#### EXERCISE REQUIREMENTS
Can you reproduce the blog post about the purpose of the human appendix word for word, in full?

** Opening DOCUMENT PASSAGE block **

Saturday, October 06, 2007

Scientists discover purpose of human appendix

 
The AP reports that scientists may have discovered the true purpose of the human appendix:

...For generations the appendix has been dismissed as superfluous. Doctors figured it had no function, surgeons removed them routinely, and people live fine without them... [but] when infected the appendix can turn deadly...

The function of the appendix seems related to the massive amount of bacteria populating the human digestive system, according to the study in the Journal of Theoretical Biology. There are more bacteria than human cells in the typical body. Most of it is good and helps digest food.

But sometimes the flora of bacteria in the intestines die or are purged. Diseases such as cholera or amoebic dysentery would clear the gut of useful bacteria. The appendix's job is to reboot the digestive system in that case.

The appendix "acts as a... safe house for bacteria," said Duke surgery professor Bill Parker, a study co-author. Its location — just below the normal one-way flow of food and germs in the large intestine in a sort of gut cul-de-sac — helps support the theory, he said... Also, the worm-shaped organ outgrowth acts like a bacteria factory...

....before dense populations in modern times and during epidemics of cholera that affected a whole region, it wasn't as easy to grow back that bacteria and the appendix came in handy...

In unrelated news, Ted Kennedy was named Appendix of the Senate.

Recently, officials have grown concerned that the Appendix of the Senate is ready to burst.

** Closing DOCUMENT PASSAGE block **
** Opening DATA EXTRACTS block **

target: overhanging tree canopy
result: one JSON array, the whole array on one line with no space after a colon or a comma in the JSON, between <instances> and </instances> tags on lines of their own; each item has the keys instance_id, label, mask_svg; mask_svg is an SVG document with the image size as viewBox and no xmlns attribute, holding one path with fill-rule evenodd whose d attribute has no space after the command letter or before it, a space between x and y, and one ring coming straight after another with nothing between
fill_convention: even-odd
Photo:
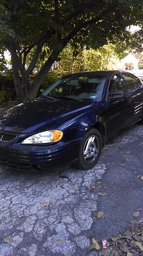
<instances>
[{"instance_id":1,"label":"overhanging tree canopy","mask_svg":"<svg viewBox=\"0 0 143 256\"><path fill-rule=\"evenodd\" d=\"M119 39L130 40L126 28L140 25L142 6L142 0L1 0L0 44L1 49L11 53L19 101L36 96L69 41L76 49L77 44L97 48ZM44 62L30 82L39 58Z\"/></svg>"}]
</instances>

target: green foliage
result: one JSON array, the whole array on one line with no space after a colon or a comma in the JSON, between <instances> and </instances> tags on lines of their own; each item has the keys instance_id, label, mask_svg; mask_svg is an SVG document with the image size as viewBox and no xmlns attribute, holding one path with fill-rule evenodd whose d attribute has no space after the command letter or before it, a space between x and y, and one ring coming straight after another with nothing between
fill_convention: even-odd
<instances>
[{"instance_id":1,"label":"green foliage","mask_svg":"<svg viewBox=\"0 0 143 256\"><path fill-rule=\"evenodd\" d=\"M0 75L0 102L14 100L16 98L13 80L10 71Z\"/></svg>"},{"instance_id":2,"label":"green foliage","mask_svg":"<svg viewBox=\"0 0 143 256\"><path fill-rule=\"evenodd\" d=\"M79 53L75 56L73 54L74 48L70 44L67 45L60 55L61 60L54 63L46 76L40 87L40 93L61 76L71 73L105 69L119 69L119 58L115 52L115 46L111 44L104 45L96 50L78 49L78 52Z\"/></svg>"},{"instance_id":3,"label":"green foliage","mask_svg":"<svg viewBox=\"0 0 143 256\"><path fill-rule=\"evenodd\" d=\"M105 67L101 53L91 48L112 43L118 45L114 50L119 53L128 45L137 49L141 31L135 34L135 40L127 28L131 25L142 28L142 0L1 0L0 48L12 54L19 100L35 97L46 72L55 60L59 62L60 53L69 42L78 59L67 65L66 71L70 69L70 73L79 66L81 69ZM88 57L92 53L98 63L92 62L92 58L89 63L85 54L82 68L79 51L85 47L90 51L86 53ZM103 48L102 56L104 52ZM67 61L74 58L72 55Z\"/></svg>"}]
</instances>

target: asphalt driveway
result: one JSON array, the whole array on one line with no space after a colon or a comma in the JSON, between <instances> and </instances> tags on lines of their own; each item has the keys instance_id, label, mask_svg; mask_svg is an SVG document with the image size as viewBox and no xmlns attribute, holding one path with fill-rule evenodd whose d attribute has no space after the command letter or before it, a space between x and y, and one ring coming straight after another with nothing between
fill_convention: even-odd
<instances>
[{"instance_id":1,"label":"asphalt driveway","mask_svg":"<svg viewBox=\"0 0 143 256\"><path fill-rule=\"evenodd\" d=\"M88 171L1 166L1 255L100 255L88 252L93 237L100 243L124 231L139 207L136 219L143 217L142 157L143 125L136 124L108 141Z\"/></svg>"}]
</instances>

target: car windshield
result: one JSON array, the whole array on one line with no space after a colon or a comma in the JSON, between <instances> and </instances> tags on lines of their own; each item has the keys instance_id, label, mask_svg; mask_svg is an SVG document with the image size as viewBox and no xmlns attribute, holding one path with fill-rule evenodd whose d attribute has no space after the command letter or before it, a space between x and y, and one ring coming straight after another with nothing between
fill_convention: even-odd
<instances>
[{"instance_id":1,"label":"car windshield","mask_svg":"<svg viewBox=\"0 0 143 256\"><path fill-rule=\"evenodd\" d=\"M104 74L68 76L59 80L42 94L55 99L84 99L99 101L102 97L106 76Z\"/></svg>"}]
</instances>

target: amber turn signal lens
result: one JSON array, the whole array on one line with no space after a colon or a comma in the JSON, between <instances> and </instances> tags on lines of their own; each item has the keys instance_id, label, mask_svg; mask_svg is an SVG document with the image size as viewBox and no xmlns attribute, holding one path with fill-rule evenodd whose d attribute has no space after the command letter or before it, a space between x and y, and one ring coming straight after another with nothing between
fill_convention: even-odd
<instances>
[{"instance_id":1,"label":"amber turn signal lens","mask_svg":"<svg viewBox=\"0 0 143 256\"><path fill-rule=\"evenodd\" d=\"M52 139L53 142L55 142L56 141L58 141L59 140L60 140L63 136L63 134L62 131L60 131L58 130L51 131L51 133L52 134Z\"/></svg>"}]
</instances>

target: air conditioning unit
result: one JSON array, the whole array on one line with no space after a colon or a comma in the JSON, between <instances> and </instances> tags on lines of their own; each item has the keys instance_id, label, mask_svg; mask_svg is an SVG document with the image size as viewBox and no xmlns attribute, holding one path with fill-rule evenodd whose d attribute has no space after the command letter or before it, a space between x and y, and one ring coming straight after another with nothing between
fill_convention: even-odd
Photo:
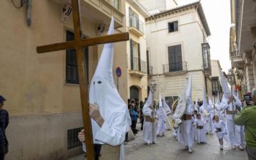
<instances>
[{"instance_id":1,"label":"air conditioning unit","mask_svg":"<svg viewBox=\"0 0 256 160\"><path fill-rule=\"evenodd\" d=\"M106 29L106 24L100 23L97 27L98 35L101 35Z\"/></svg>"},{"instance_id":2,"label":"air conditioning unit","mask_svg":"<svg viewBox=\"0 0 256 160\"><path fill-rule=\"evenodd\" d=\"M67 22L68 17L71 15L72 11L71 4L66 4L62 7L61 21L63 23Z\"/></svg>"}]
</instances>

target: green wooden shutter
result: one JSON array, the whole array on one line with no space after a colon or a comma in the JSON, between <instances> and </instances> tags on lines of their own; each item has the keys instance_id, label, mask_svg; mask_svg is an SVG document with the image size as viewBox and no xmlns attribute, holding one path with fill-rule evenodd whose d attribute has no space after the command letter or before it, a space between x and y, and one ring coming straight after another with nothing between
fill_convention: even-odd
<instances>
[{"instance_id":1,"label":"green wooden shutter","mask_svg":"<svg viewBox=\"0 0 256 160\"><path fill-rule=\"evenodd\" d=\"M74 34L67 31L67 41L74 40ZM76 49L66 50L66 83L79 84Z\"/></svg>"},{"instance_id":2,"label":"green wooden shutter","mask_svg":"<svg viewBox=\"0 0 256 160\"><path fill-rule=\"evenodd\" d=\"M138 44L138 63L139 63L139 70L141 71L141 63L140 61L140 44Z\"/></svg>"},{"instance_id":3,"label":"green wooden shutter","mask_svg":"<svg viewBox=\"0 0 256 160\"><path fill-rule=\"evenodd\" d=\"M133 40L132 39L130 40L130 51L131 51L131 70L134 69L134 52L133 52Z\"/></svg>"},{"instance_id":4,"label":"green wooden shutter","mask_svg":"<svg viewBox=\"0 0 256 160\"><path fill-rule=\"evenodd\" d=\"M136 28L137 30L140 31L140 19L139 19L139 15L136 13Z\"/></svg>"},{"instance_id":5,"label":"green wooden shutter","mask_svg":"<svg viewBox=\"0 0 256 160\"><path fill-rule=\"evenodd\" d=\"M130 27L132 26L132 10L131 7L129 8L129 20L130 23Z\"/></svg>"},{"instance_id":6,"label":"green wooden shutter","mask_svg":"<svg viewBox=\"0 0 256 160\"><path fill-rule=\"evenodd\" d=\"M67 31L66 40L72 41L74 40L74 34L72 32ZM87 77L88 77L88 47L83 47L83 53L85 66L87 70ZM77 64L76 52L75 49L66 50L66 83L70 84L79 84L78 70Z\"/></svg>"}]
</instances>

** Closing DATA EXTRACTS block **

#### WRITTEN REPLY
Saturday, October 06, 2007

Scientists discover purpose of human appendix

 
The AP reports that scientists may have discovered the true purpose of the human appendix:

...For generations the appendix has been dismissed as superfluous. Doctors figured it had no function, surgeons removed them routinely, and people live fine without them... [but] when infected the appendix can turn deadly...

The function of the appendix seems related to the massive amount of bacteria populating the human digestive system, according to the study in the Journal of Theoretical Biology. There are more bacteria than human cells in the typical body. Most of it is good and helps digest food.

But sometimes the flora of bacteria in the intestines die or are purged. Diseases such as cholera or amoebic dysentery would clear the gut of useful bacteria. The appendix's job is to reboot the digestive system in that case.

The appendix "acts as a... safe house for bacteria," said Duke surgery professor Bill Parker, a study co-author. Its location — just below the normal one-way flow of food and germs in the large intestine in a sort of gut cul-de-sac — helps support the theory, he said... Also, the worm-shaped organ outgrowth acts like a bacteria factory...

....before dense populations in modern times and during epidemics of cholera that affected a whole region, it wasn't as easy to grow back that bacteria and the appendix came in handy...

In unrelated news, Ted Kennedy was named Appendix of the Senate.

Recently, officials have grown concerned that the Appendix of the Senate is ready to burst.